** To do **
What lines in the data hold the string "concrete"? Show them.

(Phrase grounding data)
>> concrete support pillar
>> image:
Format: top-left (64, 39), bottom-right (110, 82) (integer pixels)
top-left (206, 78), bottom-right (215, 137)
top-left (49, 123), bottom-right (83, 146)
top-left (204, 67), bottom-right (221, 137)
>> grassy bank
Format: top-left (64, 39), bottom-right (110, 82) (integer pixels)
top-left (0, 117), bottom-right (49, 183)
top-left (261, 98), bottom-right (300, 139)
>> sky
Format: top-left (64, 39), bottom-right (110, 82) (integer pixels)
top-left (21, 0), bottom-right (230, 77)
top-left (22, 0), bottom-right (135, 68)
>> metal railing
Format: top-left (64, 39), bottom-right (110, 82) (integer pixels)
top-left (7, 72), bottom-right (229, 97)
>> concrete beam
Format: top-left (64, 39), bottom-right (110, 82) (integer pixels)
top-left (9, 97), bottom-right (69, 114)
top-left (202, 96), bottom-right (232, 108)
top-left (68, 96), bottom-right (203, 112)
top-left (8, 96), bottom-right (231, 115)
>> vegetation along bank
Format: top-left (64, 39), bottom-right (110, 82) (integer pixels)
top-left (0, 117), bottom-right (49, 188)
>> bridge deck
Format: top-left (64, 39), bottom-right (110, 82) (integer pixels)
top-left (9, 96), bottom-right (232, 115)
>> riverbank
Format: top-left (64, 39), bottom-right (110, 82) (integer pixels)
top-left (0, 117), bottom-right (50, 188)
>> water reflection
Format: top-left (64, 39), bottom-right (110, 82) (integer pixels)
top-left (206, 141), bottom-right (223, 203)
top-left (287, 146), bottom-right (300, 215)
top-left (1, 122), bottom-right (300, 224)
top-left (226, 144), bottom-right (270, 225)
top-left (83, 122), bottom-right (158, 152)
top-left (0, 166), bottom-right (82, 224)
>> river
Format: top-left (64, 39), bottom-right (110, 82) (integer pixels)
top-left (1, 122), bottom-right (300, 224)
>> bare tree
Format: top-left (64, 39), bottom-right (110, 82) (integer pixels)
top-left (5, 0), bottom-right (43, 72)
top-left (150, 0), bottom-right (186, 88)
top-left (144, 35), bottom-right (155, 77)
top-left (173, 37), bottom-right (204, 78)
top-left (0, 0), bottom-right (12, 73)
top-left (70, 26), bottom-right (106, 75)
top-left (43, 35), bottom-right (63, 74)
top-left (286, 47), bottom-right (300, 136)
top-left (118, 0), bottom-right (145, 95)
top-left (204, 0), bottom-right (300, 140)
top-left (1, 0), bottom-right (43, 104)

** Result of the exercise **
>> concrete support pillar
>> concrete beam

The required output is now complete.